--- Exercise details ---
From the line containing "formatted as [96,296]." down to the last line of the records below, copy every line exactly. Leave out everything before it.

--- Dataset records ---
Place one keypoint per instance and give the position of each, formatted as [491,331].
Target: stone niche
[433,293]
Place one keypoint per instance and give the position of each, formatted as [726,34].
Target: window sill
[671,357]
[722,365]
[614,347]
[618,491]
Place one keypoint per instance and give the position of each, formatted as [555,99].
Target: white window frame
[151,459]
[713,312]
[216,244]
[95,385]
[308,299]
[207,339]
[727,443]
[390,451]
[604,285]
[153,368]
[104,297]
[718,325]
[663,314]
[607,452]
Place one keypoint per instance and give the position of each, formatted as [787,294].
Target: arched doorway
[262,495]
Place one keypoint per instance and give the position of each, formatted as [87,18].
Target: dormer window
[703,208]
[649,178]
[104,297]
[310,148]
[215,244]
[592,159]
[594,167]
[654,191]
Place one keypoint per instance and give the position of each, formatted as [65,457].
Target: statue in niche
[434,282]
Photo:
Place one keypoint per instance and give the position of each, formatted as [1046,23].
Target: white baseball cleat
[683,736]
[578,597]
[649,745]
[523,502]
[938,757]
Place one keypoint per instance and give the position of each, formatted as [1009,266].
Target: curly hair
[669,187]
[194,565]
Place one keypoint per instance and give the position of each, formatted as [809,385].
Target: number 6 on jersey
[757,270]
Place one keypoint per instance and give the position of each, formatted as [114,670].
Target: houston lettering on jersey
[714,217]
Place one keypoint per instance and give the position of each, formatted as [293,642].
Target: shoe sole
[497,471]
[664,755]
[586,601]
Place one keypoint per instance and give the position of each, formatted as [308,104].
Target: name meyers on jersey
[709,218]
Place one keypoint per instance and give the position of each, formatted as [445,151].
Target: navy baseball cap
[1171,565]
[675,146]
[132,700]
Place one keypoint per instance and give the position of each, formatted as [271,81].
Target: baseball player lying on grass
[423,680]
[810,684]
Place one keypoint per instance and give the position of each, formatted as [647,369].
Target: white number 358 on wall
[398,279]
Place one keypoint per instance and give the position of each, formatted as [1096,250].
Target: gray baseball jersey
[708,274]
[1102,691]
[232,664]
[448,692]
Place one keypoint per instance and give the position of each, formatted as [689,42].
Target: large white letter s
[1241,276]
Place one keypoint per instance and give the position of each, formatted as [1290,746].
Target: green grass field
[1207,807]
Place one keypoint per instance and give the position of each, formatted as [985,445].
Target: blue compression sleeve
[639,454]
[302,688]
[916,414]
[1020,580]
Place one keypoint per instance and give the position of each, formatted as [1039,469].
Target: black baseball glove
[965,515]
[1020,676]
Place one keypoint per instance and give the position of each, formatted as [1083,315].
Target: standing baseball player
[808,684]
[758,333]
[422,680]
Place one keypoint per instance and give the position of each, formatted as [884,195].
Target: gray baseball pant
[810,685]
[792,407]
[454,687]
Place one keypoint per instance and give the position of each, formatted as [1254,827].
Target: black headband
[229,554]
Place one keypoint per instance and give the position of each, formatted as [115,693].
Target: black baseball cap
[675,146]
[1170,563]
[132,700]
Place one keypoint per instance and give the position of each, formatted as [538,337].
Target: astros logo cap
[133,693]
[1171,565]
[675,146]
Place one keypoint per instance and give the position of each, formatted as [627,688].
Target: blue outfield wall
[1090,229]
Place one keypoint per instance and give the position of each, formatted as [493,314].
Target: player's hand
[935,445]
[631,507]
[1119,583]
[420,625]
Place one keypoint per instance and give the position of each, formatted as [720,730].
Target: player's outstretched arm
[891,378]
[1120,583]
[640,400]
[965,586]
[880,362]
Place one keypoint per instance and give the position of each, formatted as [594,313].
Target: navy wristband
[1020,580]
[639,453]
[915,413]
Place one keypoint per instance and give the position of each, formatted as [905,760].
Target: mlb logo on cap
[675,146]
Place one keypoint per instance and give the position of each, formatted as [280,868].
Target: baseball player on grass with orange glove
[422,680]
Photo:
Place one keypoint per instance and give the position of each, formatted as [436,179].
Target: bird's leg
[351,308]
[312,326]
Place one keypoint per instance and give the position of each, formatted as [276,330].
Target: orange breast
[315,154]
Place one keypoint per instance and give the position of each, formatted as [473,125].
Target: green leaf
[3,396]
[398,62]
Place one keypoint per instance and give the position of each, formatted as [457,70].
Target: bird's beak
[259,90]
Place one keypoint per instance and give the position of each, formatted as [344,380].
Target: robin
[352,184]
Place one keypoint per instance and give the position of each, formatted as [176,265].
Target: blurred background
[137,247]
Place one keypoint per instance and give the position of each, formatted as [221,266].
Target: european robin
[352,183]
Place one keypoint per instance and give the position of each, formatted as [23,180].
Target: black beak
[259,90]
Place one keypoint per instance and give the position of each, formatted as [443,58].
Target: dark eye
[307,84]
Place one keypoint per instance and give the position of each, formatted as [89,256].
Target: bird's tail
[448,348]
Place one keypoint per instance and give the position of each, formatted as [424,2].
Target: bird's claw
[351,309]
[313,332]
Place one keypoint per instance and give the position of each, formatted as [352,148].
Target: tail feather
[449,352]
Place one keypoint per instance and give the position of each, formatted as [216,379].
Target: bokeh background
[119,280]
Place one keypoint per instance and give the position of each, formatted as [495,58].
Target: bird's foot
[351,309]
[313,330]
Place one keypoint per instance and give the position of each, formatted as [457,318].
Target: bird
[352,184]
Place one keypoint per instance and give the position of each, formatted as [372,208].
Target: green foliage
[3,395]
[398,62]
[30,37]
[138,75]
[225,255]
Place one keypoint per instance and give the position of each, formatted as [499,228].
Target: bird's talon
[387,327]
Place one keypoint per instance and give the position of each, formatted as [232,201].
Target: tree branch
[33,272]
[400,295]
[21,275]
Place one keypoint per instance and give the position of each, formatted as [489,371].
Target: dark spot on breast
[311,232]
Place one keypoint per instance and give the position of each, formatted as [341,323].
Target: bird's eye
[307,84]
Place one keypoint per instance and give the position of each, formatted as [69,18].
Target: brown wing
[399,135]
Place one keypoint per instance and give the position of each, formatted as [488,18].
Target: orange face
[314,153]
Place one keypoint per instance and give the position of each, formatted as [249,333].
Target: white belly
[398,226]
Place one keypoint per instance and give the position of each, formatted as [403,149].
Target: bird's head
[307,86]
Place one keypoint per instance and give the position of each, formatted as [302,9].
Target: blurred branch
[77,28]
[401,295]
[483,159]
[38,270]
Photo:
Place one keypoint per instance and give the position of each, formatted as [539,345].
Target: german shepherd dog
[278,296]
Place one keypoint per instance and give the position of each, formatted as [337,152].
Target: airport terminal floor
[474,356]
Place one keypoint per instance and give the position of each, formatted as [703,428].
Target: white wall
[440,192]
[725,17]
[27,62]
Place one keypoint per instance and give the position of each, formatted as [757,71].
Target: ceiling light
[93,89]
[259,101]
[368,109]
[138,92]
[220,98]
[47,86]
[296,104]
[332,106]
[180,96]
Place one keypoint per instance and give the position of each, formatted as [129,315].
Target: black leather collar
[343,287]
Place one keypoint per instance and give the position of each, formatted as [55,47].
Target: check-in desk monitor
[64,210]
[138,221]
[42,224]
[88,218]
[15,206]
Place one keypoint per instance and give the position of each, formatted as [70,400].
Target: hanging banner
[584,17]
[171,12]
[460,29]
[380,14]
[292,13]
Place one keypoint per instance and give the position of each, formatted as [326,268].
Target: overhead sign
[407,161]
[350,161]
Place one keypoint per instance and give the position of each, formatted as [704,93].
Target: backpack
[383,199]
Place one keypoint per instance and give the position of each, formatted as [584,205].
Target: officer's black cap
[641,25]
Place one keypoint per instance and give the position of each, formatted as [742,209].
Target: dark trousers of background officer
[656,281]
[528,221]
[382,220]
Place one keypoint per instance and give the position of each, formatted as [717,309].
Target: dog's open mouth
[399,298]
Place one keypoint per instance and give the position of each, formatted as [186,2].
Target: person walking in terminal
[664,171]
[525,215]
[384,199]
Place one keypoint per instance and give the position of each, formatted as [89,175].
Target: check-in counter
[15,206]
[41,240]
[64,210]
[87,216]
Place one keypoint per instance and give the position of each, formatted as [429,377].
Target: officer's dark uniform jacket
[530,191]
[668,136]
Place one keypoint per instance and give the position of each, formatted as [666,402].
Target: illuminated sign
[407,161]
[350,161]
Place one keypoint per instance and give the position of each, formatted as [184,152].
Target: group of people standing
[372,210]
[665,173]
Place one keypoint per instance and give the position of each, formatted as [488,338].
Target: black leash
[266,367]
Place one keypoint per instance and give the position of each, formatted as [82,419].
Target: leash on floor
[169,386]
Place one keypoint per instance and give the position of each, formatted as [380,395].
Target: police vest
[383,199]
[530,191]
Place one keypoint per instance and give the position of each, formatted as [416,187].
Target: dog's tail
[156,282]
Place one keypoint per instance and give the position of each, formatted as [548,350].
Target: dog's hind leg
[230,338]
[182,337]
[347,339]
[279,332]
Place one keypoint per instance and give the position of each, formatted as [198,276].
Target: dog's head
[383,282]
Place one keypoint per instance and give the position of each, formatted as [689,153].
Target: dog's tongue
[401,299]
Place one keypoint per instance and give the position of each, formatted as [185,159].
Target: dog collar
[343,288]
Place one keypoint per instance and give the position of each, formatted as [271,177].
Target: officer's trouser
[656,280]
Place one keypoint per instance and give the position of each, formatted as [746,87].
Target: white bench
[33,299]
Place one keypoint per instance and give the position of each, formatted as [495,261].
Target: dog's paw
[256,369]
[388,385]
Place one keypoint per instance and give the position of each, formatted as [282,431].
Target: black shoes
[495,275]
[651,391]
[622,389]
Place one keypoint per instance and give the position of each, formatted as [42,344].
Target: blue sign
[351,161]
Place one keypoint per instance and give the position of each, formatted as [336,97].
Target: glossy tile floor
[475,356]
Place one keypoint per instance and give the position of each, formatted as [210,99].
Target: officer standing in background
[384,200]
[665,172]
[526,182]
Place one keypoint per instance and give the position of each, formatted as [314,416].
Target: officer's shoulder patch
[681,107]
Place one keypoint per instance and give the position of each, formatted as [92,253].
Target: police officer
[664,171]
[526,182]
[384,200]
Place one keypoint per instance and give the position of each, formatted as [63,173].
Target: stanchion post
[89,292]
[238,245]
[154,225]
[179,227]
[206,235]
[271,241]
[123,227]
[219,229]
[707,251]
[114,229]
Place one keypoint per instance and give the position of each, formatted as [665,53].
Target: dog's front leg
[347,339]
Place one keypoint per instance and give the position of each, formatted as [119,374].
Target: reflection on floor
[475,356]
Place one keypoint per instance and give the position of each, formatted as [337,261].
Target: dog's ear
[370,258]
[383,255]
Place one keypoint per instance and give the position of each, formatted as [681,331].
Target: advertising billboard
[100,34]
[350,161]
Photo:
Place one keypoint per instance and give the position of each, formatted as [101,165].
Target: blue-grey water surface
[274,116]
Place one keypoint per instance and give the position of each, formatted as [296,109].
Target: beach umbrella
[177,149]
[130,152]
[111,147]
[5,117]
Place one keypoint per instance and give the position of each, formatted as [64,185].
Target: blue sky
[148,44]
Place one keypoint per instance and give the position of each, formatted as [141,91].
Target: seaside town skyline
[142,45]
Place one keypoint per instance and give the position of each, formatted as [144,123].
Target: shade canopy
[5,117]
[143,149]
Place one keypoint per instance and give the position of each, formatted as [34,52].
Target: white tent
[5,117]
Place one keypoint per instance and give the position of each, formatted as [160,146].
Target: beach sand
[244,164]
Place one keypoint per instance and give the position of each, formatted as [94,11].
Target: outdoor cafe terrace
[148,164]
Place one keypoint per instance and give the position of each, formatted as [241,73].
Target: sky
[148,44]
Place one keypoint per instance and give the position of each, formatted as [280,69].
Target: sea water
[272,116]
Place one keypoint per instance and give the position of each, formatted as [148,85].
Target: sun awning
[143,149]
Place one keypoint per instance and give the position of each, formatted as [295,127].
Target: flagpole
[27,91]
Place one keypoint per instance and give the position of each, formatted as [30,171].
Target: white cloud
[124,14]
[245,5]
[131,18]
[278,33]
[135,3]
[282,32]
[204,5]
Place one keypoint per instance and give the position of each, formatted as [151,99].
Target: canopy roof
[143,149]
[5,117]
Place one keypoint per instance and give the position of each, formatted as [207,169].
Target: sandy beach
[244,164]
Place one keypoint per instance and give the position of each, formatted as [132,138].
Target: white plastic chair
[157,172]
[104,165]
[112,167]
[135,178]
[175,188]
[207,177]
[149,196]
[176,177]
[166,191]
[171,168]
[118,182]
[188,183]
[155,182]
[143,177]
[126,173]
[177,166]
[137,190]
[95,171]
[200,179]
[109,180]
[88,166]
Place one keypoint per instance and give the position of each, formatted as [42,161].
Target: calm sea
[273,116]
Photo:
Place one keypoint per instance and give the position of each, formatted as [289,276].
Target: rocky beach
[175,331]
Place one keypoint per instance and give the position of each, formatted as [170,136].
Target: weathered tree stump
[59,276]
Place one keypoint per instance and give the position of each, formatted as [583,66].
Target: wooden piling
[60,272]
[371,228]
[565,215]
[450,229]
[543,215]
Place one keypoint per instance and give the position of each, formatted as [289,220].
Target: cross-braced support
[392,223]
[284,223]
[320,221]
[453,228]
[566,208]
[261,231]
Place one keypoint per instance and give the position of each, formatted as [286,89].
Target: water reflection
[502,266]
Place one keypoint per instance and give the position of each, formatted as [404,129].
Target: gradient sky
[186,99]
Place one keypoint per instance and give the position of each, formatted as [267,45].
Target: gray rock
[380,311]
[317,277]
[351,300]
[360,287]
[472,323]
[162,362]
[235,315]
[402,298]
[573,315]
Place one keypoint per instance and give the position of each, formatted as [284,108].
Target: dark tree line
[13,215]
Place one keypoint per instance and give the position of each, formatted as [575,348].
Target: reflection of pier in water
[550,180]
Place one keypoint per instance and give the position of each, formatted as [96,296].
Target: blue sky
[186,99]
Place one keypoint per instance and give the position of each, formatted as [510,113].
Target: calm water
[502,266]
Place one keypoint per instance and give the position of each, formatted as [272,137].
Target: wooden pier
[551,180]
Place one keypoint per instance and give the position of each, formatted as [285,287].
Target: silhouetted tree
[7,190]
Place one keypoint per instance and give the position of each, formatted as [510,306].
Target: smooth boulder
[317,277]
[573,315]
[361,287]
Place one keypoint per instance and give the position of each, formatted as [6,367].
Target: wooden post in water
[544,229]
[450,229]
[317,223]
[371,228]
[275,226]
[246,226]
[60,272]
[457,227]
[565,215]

--- Final answer ---
Place one keypoint per instance and give the position of each, formatted as [96,296].
Target: blue sky
[186,99]
Place one keypoint per instance and give the position of each, formatted as [510,113].
Target: calm water
[502,266]
Place one keypoint per instance and give the position of each, formatted as [272,137].
Target: wooden pier
[551,180]
Place one keypoint per instance and give the position of each, formatted as [285,287].
Target: silhouetted tree
[7,190]
Place one keypoint per instance and give the position of each, formatted as [510,306].
Target: smooth boulder
[317,277]
[573,315]
[361,287]
Place one keypoint per instance and give the position of each, formatted as [6,367].
Target: wooden post in water
[544,229]
[450,229]
[317,223]
[371,228]
[275,226]
[246,226]
[60,272]
[457,227]
[565,215]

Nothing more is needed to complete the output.